**Your instructions**
Reproduce every item below word for word, changing nothing.

<<<<

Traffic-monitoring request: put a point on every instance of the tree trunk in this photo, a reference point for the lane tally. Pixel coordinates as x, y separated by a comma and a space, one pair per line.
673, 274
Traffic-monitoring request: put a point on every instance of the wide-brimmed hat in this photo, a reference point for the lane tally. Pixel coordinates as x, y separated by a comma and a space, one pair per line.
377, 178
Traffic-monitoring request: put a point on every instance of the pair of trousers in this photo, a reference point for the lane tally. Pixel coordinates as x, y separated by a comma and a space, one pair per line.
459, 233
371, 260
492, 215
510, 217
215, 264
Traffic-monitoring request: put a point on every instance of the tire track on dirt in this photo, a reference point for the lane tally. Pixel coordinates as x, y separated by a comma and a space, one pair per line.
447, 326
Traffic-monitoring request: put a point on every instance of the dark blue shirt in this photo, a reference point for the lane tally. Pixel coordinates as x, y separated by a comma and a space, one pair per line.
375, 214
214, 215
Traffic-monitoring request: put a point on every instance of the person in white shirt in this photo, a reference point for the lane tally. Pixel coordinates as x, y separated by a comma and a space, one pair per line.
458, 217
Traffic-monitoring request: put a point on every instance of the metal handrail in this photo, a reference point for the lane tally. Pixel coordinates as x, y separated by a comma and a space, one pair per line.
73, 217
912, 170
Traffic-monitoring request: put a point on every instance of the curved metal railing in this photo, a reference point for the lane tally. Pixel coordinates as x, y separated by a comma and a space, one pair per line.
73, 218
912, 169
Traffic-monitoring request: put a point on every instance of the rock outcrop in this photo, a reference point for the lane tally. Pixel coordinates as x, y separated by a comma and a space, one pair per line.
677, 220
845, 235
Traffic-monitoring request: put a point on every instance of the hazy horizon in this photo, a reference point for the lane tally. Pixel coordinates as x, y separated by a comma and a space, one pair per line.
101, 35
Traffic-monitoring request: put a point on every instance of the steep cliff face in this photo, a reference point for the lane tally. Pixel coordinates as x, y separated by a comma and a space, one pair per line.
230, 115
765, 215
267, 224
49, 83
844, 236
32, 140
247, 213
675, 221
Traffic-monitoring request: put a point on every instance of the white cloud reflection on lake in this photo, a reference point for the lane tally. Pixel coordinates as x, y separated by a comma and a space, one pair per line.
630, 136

>>>>

**Exercise result**
Traffic-monitoring request: put a point on every instance of the tree trunk in this photo, a reference point for the lane tally. Pixel coordinates as x, y separated by a comma and a space, one pair per line.
673, 274
Traffic-monitoring request: put a point on every instance of the wide-brimmed hat in this photo, a reference point for the lane tally. Pixel coordinates as x, y separated by a comma and a space, one pair per line.
377, 178
Traffic-monitoring request: put a point on every instance of the pair of trousers in this photo, a reference point for the lane tally. Pixel coordinates as x, y separated by a comma and a space, one pair per line.
459, 233
371, 260
492, 215
510, 217
215, 264
Traffic-monitoring request: put a point on every instance of the tire track on dirt in this photo, a reference point for the lane tally. Pixel coordinates as x, y separated by a comma and a space, one pair per line.
447, 326
Traffic-monitoring request: put a point on every instance of the dark blue shirt in this photo, a reference point for the lane tally. Pixel coordinates as x, y separated by a comma and a space, one pair per line.
375, 214
214, 215
Traffic-monitoring request: put a point on every instance of the person in white shirt in this photo, a reference point for the lane tally. Pixel coordinates as x, y separated by a comma and a space, one pair per line.
458, 217
Traffic-monitoring request: put a point on every instance of the metal handrail in this photo, a reference point for the lane tally. Pixel coordinates as x, y separated by a comma and a space, one pair per line.
73, 217
912, 170
Traffic-monitoring request: put a point on every instance of the curved metal railing in this photo, a reference point for the lane tally. Pixel coordinates as x, y separated by a comma and a space, one pair per line.
73, 218
912, 169
Traffic-monitoring request: put a point on every instance of the rock outcrop in this photo, a reference point for the lane tally. Pixel coordinates as x, y separated by a comma and a space, one pair per line.
677, 220
845, 235
Traffic-monitoring request: put a point on every instance of the hazy horizon in this photo, a reference point for the lane tally. Pixel coordinates as x, y separated by a comma and a space, one pair per line.
101, 35
Traffic-monitoring request: put a point on every instance of the steep cliff face in this photo, a reference point for the lane tally. Pixel coordinates as x, y separated by a comma and a space, one pair per line.
230, 115
765, 215
267, 224
49, 83
844, 236
32, 140
247, 213
675, 221
Traffic-monitoring request: put a point on every instance of the white cloud reflection on lake in this photo, a reference point for the lane tally. Pixel coordinates as x, y separated by a comma and a space, one pair per line.
630, 136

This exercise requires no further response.